* **Text section**

"""

The struggle to bring peace to Darfur is proving as ruthless and rugged as the conflict itself. But that doesn’t hide the fact that justice needs to be delivered to those who have the right to it.
Since 2003:
Over 400,000 Darfurian civilians have died- an estimated 150,000 from violent attacks, 250,000 from disease and starvation
2.8 million people have been displaced from their homes and villages
250,000 have fled abroad, mainly to Chad where they face further violence anyway
90% of the villages in Darfur’s targeted ethnic groups have been destroyed
Jinaweed militia and government forces have been responsible for 97%of these killings
3.6million people are dependent on international humanitarian assistance
A third of the people in need are beyond the reach of the 14,000 humanitarian workers.

"""

* **Data listing**

"""

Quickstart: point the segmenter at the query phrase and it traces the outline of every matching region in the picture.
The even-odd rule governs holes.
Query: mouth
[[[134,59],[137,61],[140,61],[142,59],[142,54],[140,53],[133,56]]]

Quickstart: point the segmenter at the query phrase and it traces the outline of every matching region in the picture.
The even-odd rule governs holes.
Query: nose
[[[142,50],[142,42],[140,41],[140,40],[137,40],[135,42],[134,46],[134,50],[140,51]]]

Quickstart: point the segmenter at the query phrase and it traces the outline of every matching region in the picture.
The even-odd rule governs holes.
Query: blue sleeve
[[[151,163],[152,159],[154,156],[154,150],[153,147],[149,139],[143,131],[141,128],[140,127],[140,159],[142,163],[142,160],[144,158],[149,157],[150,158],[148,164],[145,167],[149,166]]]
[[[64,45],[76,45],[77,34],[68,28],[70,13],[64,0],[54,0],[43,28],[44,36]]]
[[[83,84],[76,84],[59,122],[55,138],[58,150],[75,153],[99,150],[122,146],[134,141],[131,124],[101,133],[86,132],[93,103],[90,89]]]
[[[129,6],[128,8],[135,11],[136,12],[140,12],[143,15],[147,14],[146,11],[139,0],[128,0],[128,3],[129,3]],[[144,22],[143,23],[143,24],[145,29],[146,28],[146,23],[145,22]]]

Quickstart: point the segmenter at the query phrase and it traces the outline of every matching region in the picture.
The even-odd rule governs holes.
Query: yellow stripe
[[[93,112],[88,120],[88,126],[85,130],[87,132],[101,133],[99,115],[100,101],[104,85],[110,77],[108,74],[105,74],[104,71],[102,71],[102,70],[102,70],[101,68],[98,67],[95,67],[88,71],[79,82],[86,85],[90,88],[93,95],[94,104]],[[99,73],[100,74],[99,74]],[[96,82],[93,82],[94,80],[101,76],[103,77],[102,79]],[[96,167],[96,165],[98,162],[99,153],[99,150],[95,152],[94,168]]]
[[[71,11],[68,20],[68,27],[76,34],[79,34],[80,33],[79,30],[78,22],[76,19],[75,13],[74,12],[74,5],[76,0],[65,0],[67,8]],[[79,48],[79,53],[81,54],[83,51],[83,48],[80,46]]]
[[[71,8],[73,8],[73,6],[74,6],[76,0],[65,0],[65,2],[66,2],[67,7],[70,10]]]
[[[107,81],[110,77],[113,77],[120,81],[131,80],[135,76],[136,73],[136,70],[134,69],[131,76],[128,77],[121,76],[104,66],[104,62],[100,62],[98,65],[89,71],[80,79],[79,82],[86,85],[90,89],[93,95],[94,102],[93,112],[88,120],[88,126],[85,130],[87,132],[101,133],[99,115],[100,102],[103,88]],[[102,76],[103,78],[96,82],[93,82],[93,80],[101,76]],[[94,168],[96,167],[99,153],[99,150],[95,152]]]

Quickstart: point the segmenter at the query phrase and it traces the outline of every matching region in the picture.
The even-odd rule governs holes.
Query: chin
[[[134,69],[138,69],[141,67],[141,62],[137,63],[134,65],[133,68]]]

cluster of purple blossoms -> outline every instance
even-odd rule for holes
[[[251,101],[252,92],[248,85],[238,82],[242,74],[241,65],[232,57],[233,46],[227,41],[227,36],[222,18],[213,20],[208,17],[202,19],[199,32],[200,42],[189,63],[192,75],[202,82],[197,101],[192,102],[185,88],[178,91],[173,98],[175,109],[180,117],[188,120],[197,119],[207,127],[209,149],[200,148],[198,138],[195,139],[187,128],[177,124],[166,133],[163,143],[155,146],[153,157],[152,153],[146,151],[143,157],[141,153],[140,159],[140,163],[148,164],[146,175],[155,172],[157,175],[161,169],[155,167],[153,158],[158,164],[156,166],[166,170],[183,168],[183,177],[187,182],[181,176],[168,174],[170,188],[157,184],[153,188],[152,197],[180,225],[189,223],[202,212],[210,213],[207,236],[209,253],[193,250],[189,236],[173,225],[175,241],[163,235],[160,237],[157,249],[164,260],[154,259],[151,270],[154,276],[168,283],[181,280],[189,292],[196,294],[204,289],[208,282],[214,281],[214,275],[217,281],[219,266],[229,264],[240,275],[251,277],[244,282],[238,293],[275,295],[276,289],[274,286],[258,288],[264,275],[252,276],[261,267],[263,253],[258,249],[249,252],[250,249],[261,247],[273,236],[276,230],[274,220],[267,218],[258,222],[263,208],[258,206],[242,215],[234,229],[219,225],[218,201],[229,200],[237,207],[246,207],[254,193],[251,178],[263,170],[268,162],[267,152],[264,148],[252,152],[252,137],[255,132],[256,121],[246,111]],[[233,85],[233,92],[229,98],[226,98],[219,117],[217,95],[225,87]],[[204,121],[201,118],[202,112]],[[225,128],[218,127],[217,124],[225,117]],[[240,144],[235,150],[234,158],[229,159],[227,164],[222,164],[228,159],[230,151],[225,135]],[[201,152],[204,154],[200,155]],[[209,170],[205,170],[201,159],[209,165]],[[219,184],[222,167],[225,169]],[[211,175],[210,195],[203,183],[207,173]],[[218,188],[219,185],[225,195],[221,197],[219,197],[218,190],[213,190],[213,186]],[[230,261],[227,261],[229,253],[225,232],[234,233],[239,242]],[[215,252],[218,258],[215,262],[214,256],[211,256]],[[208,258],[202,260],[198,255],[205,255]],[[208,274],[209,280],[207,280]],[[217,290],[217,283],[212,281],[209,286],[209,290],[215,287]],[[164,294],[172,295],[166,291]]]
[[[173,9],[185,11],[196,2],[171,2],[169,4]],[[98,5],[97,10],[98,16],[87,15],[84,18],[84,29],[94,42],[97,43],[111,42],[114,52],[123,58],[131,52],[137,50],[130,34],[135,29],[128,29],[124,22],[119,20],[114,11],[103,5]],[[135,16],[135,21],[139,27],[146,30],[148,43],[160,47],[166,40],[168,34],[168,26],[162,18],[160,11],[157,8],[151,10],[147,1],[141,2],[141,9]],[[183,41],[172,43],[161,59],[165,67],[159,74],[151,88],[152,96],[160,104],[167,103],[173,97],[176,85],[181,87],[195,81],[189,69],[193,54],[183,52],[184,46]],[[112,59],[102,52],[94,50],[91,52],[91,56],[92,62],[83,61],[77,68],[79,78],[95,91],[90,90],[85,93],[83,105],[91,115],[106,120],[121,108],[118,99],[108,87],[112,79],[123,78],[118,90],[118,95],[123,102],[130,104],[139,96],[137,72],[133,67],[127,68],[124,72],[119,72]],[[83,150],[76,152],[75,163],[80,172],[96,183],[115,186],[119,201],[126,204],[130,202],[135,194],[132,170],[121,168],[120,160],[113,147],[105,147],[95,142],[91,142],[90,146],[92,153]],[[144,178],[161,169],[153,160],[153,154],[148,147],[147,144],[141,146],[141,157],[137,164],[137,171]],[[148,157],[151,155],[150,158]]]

"""

* **Study questions**
**1)** According to the Darfur passage, how many people have been displaced from their homes and villages since 2003?
**2)** Please pick up the Darfur passage after its final line and continue it.
The material that comes after the Darfur passage is separate from it.

* **Replies**
**1)** 2.8 million people.

**2)**
1 comment:
Thankyou Charlene for getting this information out to the "everyday" person. It is only by all of us taking time to listen to what is happening out there around us, and even if we can't do anything to actually stop these horrors happening to people 'just like us',- by taking it seriously we may be able to help somehow, sometime, the people who are suffering around us.